--- EXERCISE AIM ---
Drop the images. Copy every line below character for character.

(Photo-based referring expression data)
==================================================

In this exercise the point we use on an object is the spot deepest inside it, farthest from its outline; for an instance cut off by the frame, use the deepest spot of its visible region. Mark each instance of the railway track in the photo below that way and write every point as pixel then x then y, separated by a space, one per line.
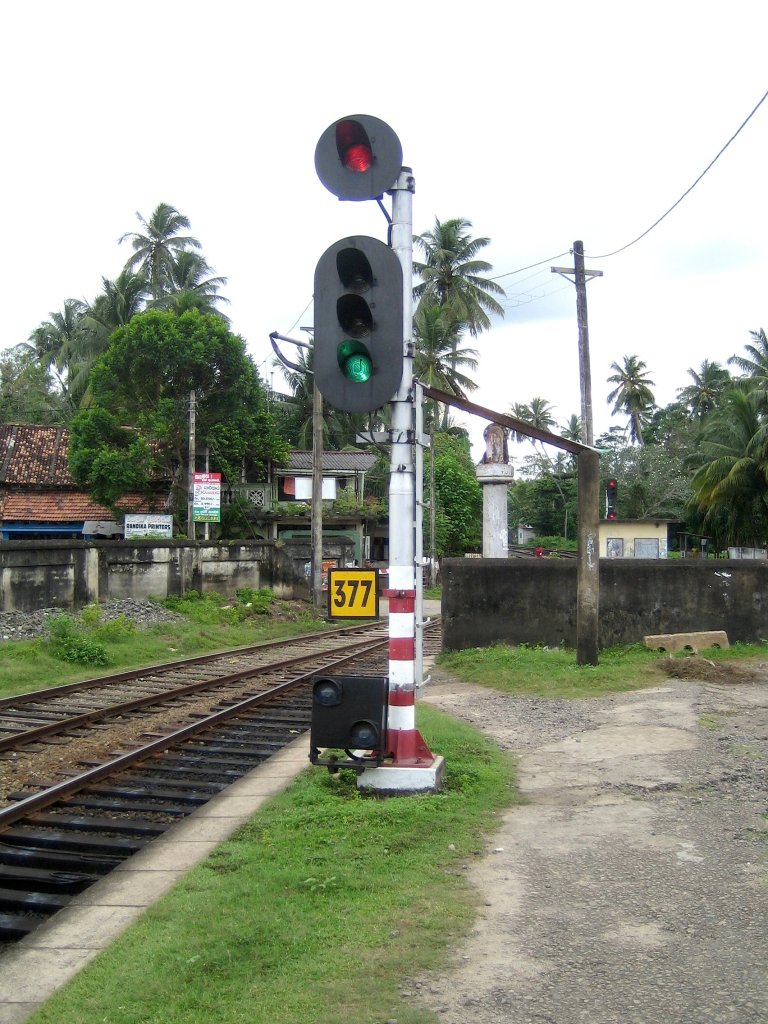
pixel 58 836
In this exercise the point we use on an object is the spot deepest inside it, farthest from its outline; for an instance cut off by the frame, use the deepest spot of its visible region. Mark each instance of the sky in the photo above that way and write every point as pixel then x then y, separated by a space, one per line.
pixel 542 124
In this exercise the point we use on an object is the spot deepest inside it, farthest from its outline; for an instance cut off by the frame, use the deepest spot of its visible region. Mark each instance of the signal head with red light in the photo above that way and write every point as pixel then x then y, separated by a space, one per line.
pixel 358 158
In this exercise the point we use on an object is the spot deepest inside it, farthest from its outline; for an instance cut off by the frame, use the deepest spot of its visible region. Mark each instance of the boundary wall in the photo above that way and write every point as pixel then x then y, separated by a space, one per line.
pixel 496 600
pixel 70 574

==================================================

--- RESPONSE TO THIS TASK ---
In this exercise the point we use on an object is the spot deepest inside it, farthest from its outline; for an instance cut off by the frame, use the deepest spot of its visible region. Mark each instance of the railway track in the photo below that way and write every point as pixel then x then y, separated by a space, one per line.
pixel 58 836
In this exercise the point we use on an object is the spot deepest inside it, farthest from its outline; for an instance cut off by the frame, use the deepest spot of its visible region. Mark each instance of the sky in the photo above that way and write every point as pixel then x then y, separated by a space, one per line.
pixel 542 124
In this exercise the point we use on an object is the spot deepest inside it, farthest from its outline; for an instance cut off by the frame, use the deepest spot of its visible region. Mark each instance of the signal head with red light in the photo above that way and write every point as pixel then x then y, separated by a space, one per line.
pixel 358 158
In this exercise the point we use on an object is the spot deepest inside it, farthest from its outline; for an instance cut off by the frame, use the deepest spot of its visible region. Mark each instance of the boundary wall in the photo above that way and write every point as pixel then x then y, separated by a space, one per line.
pixel 496 600
pixel 70 574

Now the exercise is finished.